## EXTRACTED INFORMATION
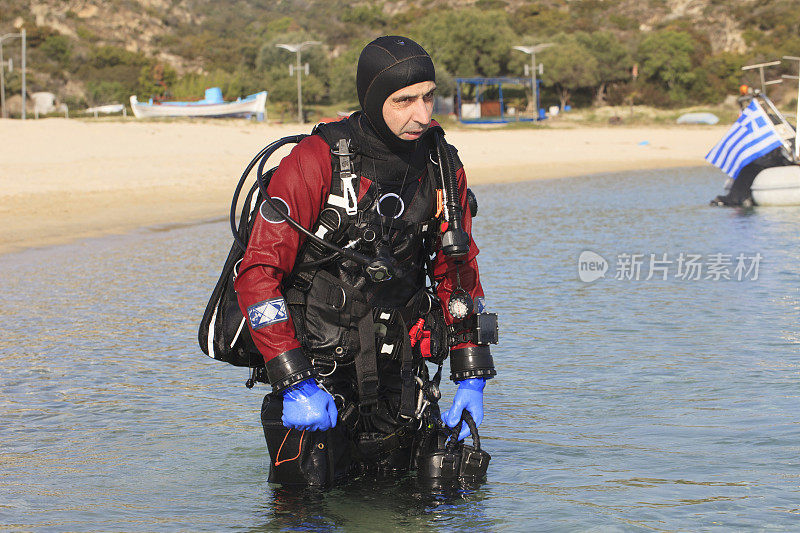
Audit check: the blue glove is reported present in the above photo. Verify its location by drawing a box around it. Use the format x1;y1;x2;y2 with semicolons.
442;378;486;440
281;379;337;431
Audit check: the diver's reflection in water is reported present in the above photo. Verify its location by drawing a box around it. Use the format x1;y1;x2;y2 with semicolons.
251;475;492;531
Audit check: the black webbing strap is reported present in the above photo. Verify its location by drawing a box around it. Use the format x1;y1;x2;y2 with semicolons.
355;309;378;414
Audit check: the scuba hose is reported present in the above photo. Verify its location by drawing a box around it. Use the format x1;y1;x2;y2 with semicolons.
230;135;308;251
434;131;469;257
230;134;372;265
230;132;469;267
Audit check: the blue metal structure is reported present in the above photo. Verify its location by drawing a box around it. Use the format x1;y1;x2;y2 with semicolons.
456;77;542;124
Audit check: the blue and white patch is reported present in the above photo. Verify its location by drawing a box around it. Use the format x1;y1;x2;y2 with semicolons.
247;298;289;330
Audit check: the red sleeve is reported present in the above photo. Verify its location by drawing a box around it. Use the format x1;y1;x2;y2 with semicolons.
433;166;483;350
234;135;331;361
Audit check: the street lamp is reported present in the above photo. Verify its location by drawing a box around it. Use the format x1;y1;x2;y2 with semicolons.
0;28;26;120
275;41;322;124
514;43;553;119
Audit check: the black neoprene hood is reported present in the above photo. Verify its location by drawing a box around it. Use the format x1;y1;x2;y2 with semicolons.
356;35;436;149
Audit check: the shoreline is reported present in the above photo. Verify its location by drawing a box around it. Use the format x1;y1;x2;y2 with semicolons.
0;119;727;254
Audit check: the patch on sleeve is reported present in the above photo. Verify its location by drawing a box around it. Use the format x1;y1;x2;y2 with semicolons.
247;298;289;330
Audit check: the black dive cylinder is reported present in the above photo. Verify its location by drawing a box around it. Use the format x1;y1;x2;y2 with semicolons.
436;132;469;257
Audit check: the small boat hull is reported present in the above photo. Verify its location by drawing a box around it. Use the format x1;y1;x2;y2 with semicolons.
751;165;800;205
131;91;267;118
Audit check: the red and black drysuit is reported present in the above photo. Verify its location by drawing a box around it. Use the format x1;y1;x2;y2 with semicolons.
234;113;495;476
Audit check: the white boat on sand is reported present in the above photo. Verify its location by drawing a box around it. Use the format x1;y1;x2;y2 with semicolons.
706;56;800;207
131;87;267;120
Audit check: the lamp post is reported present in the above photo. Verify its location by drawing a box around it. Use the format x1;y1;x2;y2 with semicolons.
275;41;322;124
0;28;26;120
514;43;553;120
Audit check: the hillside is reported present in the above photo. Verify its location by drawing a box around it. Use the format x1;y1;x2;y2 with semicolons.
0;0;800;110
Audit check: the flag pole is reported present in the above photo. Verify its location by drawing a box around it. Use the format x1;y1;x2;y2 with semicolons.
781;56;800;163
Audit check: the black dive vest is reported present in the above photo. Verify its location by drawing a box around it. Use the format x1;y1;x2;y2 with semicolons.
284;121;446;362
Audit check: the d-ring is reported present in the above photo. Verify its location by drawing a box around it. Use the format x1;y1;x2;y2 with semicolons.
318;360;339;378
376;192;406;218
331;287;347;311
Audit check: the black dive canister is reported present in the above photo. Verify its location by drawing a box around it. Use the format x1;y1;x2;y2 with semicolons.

## INSTRUCTION
Copy every line of the entries above word for word, leaving out the pictures.

## SOLVED EXERCISE
Audit check: the blue glove is reported present in the above photo. Verify its location by drawing a box around it. Use the format x1;y1;x2;y2 with semicolons.
442;378;486;440
281;379;337;431
Audit check: the diver's reflection in water is reported present in the above photo. Verify its location by drawing a box around it. Use the format x1;y1;x2;y2 with semicolons.
251;475;492;531
Audit check: the black webbing strap is reported present in the above photo. Verify its location by drawing a box around it. Use the format x1;y1;x2;y2 with semicolons.
355;309;378;414
Audit check: the scuba hose is reported present in the above photo. Verify its location by drawing a box around it. Use the format x1;y1;x2;y2 with semicolons.
230;135;308;251
434;131;469;257
230;134;372;265
230;132;469;267
Audit check: the blue metal structure is reported present in the above photo. Verify its location by drawing a box around it. Use the format x1;y1;x2;y2 with semicolons.
456;77;542;124
Audit check: the blue and white patch is reported present in the above photo. Verify its location by drawing a box around it. Use the format x1;y1;x2;y2 with semicolons.
247;298;289;330
Audit check: the red sleeve is reported present in the above photo. Verify its location by drawing a box around it. Use the format x1;y1;x2;y2 with semicolons.
433;166;483;350
234;135;331;361
Audit check: the street lamp is reported present in the above photo. Verify its location by drawing a box around it. Use the format x1;y1;x2;y2 with semicolons.
0;28;26;120
275;41;322;124
514;43;553;119
Audit check: the black neoprene hood is reported present in the above photo. Verify its location by drawing a box around it. Use the format x1;y1;x2;y2 with semicolons.
356;35;436;149
Audit check: the shoreline is reported present in the above photo. Verify its location by drawing a box around it. Use the format x1;y1;x2;y2 with semicolons.
0;119;727;254
Audit check: the patch on sleeve is reported present in the above photo. Verify its location by drawing a box around it. Use the format x1;y1;x2;y2 with semicolons.
247;298;289;330
Audit check: the black dive cylinder is reported present in the above photo. Verify its location by drawing a box around it. Use the format x1;y1;x2;y2 with semicolons.
436;132;469;257
Audit check: the small boat hull is reported present in the above photo. Verify its location by drawing a box around it. Use the format x1;y1;x2;y2 with semicolons.
751;165;800;205
131;91;267;118
Audit check: the red and black drysuit is reported present in the above photo. Verify its location by drawing a box around it. Use the format x1;y1;x2;y2 with semicolons.
234;113;495;476
Audit check: the white boat on sand is reported present in the above photo. Verify its location by drawing a box around it. Use the format x1;y1;x2;y2 with semicolons.
706;56;800;207
131;87;267;120
Audit check: the lamp post is reported present in the above photo. Verify its location by drawing a box around it. Use the format x1;y1;x2;y2 with semicolons.
275;41;322;124
0;28;26;120
514;43;553;120
Audit check: the hillside is reported present in the above photo. Verify its location by drawing a box around it. Use the format x1;y1;x2;y2 with semicolons.
0;0;800;110
Audit check: the flag pole is reported present in the above photo. Verify its location by drawing a box around it. Use the format x1;y1;x2;y2 with semicolons.
781;56;800;163
Audit check: the black dive vest is reported present in the above photo. Verify its location by drawing a box around it. Use the format x1;y1;x2;y2 with semicolons.
284;121;446;362
Audit check: the d-ring is reported present in the above photo. Verify its location by drawing a box around it. Use the format x1;y1;x2;y2 with semicolons.
318;360;339;378
376;192;406;218
331;287;347;311
Audit check: the black dive canister is reported present in the above photo. Verify its location by drawing a box around it. Use the format x1;y1;x2;y2 with semicolons.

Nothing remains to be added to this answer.